* [Texte fourni]

Quatuor Vinca (a): Jessica Tong, Aaron Requiro (violon), Laura Seay (alto), An-Lin Bardin (violoncelle)
Quatuor Solstice (b): Jamie Campbell, Helena Nicholls (violon), Meghan Cassidy (alto), Gregor Riddell (violoncelle)
Quatuor Puertas (c): Ellie Fagg, Thomas Norris (violon), Julia McCarthy (alto), Andrew Joyce (violoncelle)
Quatuor Raphaël (d): Pierre Fouchenneret, Pablo Schatzman (violon), Arnaud Thorette (alto), Kenji Nagaki (violoncelle)
Quatuor Zaïde (e): Charlotte Juillard, Pauline Fritsch (violon), Sarah Chenaf (alto), Juliette Salmona (violoncelle)
Quatuor Zemlinsky (f): Frantisek Soucek, Petr Strizek (violon), Petr Holman (alto), Vladimír Fortin (violoncelle)
Quatuor Galatea (g): Yuka Tsuboi, Sarah Kilchenmann (violon), David Schneebeli (alto), Julien Kilchenmann (violoncelle)
Quatuor Cecilia (h): Min-Jeong Koh, Sarah Nematallah (violon), Caitlin Boyle (alto), Rebecca Wenham (violoncelle)
Quatuor Amaryllis (i): Gustav Frielinghaus, Lena Wirth (violon), Lena Eckels (alto), Yves Sandoz (violoncelle)




Désormais triennal afin de s’articuler harmonieusement avec ses homologues de Londres et de Reggio Emilia (Paolo Borciani), le concours international de quatuor à cordes de Bordeaux, fondé en 1999, en est à sa sixième édition, mais son origine est plus ancienne, puisqu’il est l’héritier du concours qui s’est tenu à Evian de 1976 à 1997. Au fil des années, l’épreuve a couronné des formations dont l’énumération ne manque pas d’impressionner: Takács, Prazák, Amati, Hagen, Sine Nomine, Vogler, Ysaÿe, Keller et, plus récemment, Belcea, Psophos, Ebène, Ardeo, ...

* [Extrait des données]
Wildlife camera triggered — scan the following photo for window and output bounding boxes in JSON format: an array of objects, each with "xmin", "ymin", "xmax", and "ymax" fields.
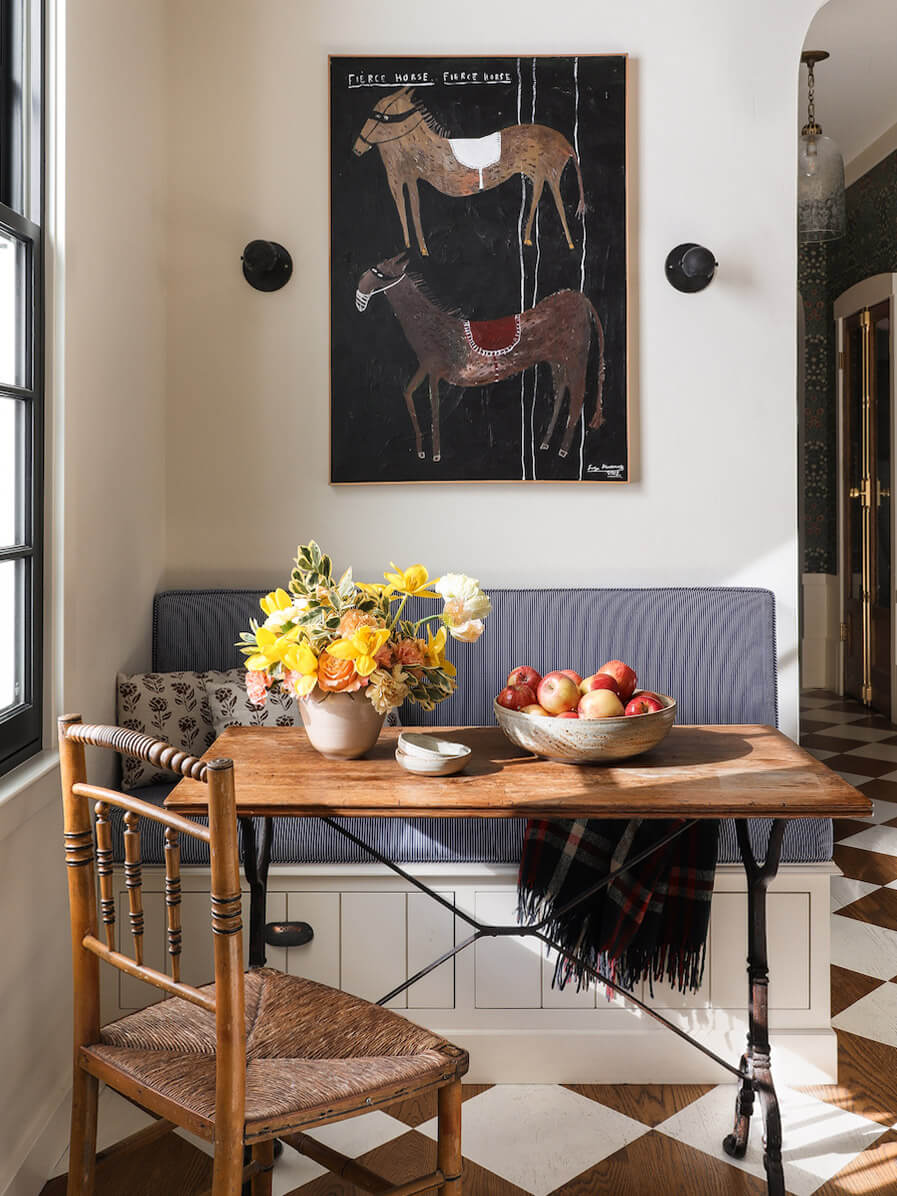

* [Consigne]
D'après le texte sur le concours de quatuor à cordes de Bordeaux, répondez :
(a) Qui tient l'alto dans le Quatuor Zaïde ?
(b) En quelle année le concours de Bordeaux a-t-il été fondé ?
(c) Dans quelle ville se tenait le concours dont il est l'héritier, et sur quelles années ?

* [Corrigé]
(a) Sarah Chenaf.
(b) En 1999.
(c) À Evian, de 1976 à 1997.